◆ **DIRECTION**
Format the listing, starting at the line containing "the white sea" and ending at the line containing "x=163, y=291", as a two-column CSV with the header label_request,points. Give each label_request its own row, with the label_request text and all of its points each in one quoted field and any line breaks replaced by spaces.

◆ **PROVIDED DATA**

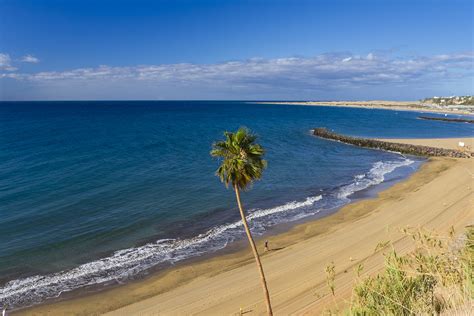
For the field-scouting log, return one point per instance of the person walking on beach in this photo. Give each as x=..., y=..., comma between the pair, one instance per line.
x=266, y=246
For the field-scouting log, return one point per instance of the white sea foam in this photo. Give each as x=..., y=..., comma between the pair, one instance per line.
x=376, y=175
x=127, y=263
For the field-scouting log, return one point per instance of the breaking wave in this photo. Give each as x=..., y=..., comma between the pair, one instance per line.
x=127, y=263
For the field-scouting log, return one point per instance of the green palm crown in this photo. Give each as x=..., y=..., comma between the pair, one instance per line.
x=242, y=159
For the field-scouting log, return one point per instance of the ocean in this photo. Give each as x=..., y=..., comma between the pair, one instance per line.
x=100, y=192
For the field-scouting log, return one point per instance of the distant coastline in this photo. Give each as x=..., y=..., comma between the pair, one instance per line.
x=386, y=105
x=163, y=291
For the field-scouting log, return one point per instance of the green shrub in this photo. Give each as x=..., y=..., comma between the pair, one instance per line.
x=436, y=278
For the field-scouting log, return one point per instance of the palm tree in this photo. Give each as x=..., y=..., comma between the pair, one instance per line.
x=242, y=163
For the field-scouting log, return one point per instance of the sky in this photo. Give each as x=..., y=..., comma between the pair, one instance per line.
x=235, y=49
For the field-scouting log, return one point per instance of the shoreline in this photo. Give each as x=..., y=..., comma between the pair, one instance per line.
x=412, y=106
x=137, y=293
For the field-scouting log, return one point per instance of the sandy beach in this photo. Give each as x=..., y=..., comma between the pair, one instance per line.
x=385, y=105
x=438, y=196
x=448, y=143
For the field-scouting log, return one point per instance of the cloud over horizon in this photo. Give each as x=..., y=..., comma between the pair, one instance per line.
x=30, y=59
x=256, y=78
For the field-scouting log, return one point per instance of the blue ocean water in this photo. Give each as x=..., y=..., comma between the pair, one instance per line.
x=93, y=192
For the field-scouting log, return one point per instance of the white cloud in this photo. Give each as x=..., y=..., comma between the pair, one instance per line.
x=30, y=59
x=5, y=62
x=254, y=77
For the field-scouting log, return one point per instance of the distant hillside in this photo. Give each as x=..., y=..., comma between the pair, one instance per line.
x=454, y=100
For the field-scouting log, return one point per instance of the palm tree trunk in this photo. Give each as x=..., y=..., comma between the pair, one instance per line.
x=255, y=253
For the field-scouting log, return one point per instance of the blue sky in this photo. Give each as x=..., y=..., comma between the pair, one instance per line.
x=183, y=49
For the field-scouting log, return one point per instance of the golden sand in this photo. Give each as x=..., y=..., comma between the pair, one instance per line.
x=438, y=196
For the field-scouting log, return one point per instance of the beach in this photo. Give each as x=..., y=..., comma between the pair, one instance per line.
x=438, y=196
x=385, y=105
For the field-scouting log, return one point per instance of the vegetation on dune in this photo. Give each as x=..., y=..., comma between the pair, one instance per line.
x=241, y=164
x=454, y=100
x=435, y=279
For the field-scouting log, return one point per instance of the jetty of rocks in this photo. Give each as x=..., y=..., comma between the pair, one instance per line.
x=408, y=149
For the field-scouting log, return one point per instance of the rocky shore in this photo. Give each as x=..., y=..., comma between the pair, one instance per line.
x=446, y=119
x=416, y=150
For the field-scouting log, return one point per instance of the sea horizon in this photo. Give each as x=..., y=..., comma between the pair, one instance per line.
x=109, y=191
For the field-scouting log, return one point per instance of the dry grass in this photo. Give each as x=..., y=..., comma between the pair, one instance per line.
x=435, y=279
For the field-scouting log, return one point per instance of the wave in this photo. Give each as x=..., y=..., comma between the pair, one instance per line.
x=128, y=263
x=376, y=175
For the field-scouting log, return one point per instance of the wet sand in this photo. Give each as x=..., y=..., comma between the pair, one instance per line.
x=382, y=104
x=438, y=196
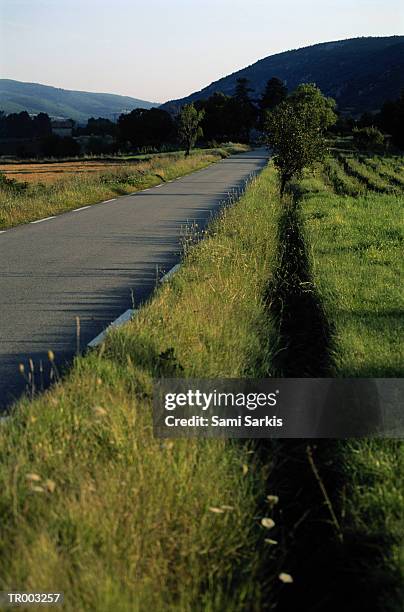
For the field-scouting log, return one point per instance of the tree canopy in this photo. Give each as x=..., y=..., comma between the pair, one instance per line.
x=295, y=130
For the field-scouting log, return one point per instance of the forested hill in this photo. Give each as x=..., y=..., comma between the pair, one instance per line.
x=360, y=73
x=16, y=96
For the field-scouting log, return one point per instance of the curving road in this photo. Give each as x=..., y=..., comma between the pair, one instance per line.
x=89, y=263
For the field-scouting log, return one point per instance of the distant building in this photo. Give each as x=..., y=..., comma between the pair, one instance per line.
x=62, y=127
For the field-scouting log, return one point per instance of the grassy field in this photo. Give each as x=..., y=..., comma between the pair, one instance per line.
x=356, y=246
x=35, y=191
x=93, y=505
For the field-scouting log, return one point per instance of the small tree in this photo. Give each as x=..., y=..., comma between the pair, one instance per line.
x=295, y=131
x=189, y=126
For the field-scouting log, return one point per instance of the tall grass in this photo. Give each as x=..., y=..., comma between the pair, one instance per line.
x=371, y=179
x=92, y=504
x=356, y=247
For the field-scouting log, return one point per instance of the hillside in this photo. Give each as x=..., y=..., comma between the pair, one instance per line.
x=360, y=73
x=16, y=96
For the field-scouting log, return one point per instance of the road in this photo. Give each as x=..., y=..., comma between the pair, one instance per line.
x=90, y=262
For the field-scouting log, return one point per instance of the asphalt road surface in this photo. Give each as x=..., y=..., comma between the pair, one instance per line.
x=89, y=263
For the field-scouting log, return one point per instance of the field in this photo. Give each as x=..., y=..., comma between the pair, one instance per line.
x=93, y=505
x=30, y=191
x=96, y=507
x=356, y=246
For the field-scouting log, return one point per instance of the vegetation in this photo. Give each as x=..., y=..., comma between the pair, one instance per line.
x=356, y=250
x=79, y=105
x=189, y=126
x=368, y=139
x=360, y=73
x=93, y=505
x=295, y=131
x=89, y=471
x=23, y=202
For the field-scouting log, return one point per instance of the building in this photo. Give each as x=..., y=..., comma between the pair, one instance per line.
x=62, y=127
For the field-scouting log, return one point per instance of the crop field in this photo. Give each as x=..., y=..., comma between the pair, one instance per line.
x=356, y=251
x=49, y=173
x=118, y=520
x=32, y=191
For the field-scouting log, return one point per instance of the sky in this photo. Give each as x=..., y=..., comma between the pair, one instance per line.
x=158, y=50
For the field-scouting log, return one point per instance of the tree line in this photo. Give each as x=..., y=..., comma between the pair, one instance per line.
x=219, y=118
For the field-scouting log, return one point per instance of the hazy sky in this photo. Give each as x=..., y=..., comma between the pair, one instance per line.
x=162, y=49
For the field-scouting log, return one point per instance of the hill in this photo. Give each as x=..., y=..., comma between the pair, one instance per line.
x=360, y=73
x=16, y=96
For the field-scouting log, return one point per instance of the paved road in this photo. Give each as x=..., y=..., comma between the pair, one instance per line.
x=87, y=263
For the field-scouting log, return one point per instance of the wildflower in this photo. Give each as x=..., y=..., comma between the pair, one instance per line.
x=99, y=411
x=272, y=499
x=285, y=578
x=50, y=485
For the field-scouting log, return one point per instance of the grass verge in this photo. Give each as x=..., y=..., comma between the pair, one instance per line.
x=22, y=202
x=92, y=504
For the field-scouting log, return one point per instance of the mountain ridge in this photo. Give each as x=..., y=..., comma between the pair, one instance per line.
x=17, y=96
x=360, y=73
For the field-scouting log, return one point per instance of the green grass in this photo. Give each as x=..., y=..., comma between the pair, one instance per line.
x=367, y=175
x=22, y=204
x=388, y=168
x=92, y=504
x=342, y=183
x=356, y=245
x=357, y=257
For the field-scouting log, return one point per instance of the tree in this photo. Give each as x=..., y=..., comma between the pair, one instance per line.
x=391, y=120
x=189, y=126
x=242, y=112
x=216, y=123
x=295, y=131
x=274, y=93
x=146, y=128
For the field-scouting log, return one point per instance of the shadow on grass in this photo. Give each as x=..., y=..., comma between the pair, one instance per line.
x=334, y=566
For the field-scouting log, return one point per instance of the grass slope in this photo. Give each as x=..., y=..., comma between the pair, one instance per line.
x=92, y=504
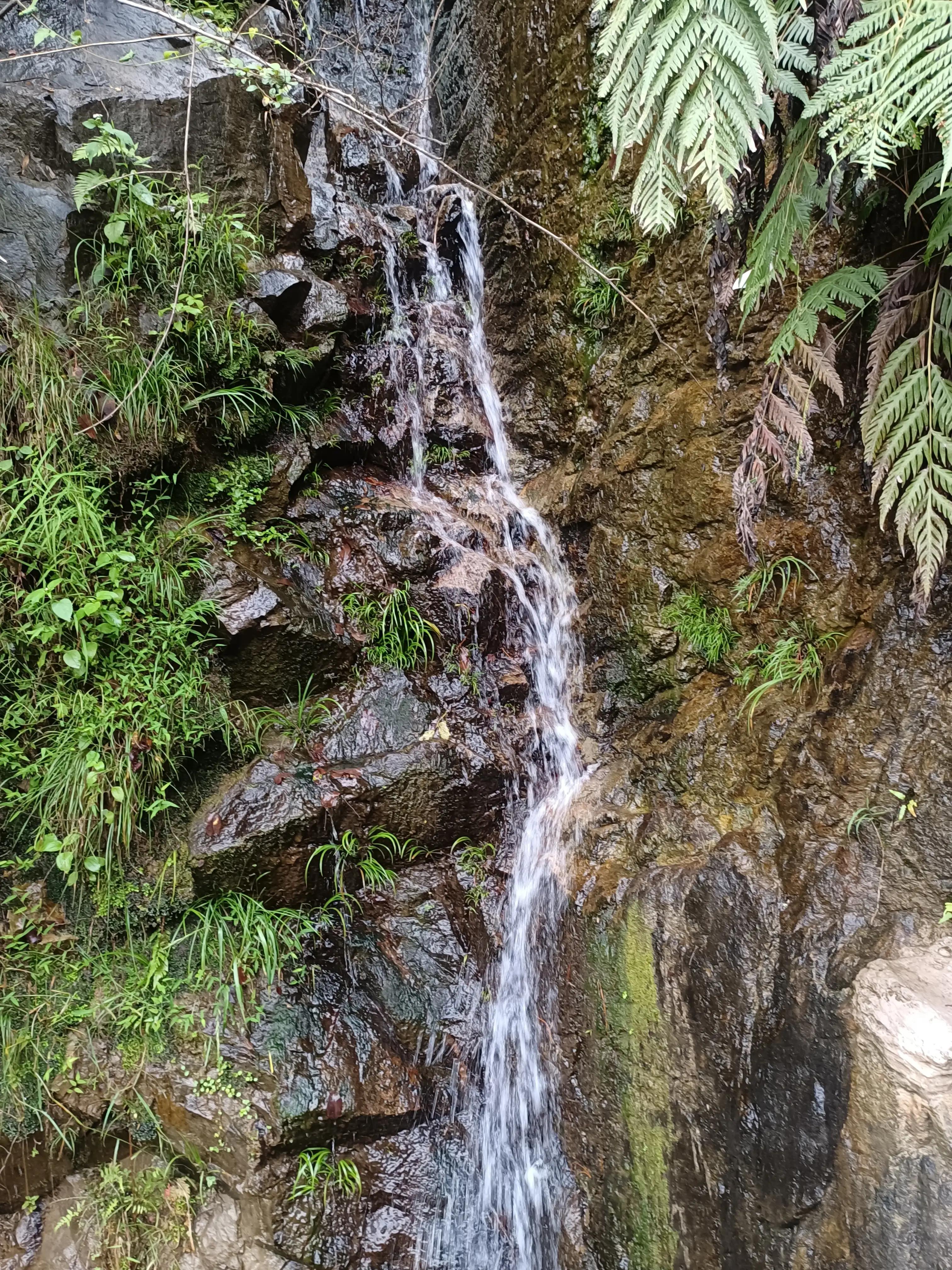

◆ **FINAL ANSWER**
label_request,points
"For the field-scouting log, return one point per instance of the white sea foam in this photo. Give each as x=..., y=..., comma between the pair, one instance per line.","x=376, y=175 x=127, y=263"
"For the field-scouting log, return one point per instance of the breaking wave in this photo. Give each as x=..., y=..., comma between the pair, one instance per line.","x=127, y=263"
"For the field-scouting log, return one point per instance of the green palm crown in this photo. Give each as x=..., y=..., comma between the pair, one instance per line.","x=242, y=159"
"For the field-scouting log, return one point per instance of the ocean in this photo. Give each as x=..., y=..., comma between the pair, one instance per line.","x=100, y=192"
"For the field-scouting log, return one point per instance of the distant coastline in this photo. Give each as x=..., y=..., comma between the pair, one instance per line.","x=386, y=105 x=163, y=291"